== Stored items ==
┌──

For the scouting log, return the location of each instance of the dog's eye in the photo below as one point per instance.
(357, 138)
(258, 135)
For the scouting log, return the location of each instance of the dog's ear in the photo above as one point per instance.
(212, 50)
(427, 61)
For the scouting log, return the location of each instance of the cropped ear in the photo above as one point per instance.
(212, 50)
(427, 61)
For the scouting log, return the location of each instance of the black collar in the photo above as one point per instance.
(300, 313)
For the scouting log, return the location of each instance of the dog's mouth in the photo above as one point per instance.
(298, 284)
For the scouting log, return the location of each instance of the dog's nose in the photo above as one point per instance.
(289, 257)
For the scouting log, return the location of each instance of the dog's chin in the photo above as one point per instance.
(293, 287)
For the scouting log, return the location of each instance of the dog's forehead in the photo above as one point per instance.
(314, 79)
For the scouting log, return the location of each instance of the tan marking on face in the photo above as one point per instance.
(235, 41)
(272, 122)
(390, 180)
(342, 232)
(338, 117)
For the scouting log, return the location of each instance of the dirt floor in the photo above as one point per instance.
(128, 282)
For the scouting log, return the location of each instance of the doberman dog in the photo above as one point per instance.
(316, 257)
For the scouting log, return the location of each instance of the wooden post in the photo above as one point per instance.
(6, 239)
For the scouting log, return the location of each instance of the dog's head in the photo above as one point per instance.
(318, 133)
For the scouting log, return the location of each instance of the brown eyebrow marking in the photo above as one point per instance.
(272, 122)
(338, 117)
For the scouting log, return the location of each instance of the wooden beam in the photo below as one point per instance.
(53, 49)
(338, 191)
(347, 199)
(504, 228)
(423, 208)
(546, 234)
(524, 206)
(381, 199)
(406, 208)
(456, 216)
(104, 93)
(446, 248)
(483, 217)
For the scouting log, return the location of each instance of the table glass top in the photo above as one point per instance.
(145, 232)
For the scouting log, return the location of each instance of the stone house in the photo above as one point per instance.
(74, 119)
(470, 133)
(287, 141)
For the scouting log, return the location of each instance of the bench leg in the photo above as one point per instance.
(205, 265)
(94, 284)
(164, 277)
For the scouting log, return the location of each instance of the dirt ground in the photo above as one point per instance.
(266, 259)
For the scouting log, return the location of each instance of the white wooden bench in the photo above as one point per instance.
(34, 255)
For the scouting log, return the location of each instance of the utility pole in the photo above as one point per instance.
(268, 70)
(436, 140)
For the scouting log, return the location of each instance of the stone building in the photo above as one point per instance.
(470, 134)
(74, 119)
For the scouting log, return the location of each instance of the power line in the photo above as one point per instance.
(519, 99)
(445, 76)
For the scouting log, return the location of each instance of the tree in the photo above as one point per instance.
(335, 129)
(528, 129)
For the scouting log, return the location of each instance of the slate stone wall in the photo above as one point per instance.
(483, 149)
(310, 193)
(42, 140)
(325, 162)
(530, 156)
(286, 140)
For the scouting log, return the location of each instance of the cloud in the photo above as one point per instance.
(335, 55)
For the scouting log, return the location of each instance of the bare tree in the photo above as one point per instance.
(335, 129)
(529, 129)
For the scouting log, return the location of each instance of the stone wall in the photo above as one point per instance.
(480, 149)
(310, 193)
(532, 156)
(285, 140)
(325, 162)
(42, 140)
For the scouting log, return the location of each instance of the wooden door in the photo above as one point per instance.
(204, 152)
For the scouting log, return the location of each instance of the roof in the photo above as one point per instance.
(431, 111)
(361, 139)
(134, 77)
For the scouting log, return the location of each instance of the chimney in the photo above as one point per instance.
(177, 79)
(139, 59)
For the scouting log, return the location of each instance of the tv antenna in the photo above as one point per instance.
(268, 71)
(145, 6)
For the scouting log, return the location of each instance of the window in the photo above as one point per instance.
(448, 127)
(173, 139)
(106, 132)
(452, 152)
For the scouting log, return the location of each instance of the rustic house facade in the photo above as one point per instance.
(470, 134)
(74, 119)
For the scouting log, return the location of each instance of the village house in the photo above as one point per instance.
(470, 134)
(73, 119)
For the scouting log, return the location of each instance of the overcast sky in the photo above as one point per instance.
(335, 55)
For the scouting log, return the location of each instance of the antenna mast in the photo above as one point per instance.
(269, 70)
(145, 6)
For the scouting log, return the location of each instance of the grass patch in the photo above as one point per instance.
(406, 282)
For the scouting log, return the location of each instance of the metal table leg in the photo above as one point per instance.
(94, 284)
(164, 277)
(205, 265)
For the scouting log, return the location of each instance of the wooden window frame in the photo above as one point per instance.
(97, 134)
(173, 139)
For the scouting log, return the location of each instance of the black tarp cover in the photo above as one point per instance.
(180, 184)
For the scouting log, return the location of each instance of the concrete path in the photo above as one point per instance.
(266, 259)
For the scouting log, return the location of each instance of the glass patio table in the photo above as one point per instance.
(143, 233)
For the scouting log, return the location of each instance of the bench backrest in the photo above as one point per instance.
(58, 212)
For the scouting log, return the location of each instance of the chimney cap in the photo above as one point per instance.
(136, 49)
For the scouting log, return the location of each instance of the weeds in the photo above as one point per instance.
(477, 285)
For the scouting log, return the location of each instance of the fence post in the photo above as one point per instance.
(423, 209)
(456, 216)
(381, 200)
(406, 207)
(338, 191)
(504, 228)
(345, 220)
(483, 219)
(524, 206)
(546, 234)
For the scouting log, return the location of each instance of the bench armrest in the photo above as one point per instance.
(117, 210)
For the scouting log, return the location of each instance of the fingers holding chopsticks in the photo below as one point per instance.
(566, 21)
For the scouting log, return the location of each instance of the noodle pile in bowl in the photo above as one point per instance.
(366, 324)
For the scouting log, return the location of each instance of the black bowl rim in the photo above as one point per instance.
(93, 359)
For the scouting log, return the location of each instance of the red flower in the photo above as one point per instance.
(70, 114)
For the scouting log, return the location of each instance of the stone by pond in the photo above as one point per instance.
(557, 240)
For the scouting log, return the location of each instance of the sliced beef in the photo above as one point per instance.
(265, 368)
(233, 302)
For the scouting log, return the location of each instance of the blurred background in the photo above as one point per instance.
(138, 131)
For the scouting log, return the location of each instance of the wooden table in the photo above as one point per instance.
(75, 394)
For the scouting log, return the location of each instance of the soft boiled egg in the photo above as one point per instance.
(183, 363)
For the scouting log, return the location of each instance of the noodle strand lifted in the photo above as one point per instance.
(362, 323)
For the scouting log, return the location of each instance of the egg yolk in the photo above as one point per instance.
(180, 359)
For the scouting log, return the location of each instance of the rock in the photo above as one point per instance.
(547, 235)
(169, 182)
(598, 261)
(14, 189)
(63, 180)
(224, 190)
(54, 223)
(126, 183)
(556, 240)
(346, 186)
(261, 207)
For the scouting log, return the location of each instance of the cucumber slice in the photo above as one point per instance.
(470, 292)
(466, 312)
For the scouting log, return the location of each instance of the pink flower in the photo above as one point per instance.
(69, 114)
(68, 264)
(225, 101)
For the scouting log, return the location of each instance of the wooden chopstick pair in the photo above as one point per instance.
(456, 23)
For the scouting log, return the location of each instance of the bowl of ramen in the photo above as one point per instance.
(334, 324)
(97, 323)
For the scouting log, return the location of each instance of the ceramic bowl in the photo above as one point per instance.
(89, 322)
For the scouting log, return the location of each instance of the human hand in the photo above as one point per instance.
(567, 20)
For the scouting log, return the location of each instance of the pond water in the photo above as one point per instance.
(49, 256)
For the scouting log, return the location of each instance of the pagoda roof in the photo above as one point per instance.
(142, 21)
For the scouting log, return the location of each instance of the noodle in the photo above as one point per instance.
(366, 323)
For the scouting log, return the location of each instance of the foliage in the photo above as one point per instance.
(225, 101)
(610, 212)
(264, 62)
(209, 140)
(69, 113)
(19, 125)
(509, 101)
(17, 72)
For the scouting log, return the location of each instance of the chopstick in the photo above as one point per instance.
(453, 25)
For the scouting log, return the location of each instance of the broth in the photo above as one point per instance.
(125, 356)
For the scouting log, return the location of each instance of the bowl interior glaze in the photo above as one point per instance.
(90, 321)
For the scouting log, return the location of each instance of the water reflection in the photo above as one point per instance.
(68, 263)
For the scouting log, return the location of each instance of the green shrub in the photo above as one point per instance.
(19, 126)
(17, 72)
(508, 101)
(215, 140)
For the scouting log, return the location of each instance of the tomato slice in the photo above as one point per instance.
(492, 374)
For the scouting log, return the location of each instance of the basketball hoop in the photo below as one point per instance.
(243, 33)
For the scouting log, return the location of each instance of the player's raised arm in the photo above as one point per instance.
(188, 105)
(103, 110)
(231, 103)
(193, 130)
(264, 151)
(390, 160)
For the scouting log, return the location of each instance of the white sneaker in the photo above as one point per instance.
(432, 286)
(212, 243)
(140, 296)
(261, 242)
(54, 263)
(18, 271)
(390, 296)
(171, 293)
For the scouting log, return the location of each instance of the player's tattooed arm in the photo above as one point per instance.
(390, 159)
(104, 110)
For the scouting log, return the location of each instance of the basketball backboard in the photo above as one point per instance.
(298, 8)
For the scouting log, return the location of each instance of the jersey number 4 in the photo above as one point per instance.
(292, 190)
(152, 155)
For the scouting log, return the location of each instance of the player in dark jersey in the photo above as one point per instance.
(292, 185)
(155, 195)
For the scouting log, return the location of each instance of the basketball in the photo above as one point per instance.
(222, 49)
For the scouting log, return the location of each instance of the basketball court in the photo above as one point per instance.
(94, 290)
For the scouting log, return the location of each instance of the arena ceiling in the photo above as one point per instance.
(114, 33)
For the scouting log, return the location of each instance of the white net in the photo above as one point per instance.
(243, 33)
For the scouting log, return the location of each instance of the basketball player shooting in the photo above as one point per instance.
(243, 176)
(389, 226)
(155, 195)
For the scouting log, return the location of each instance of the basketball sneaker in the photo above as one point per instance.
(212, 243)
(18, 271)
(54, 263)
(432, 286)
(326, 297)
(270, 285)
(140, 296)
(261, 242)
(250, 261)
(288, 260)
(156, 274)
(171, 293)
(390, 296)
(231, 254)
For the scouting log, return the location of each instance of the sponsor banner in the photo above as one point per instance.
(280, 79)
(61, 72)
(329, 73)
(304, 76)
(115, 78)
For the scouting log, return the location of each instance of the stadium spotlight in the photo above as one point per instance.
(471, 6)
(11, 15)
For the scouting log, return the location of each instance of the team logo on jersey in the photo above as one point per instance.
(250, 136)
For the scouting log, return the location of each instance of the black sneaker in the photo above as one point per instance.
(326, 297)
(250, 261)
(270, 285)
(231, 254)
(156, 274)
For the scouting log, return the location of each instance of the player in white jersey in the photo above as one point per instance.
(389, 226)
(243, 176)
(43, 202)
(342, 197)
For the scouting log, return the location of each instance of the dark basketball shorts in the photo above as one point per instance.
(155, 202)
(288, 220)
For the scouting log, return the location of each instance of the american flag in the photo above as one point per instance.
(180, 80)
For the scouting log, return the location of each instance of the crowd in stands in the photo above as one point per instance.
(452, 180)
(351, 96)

└──

Print precisely the lines from the one with "player in white" through the end of the data above, adding nothing.

== ANSWER FOR THIS EXERCISE ==
For the scouting log, return the location of each instance of the player in white jersey in the photo above as one point per instance.
(389, 226)
(243, 176)
(43, 202)
(342, 197)
For the scouting log, return the location of each instance of the dark basketball shorts in the photo above as one point per instance.
(155, 202)
(288, 220)
For the scouting log, return the location of each instance of the american flag in the photo above as one point per instance.
(180, 80)
For the scouting log, return the location of each instance of the crowd in stands in the photo above as one point per instance.
(452, 180)
(351, 96)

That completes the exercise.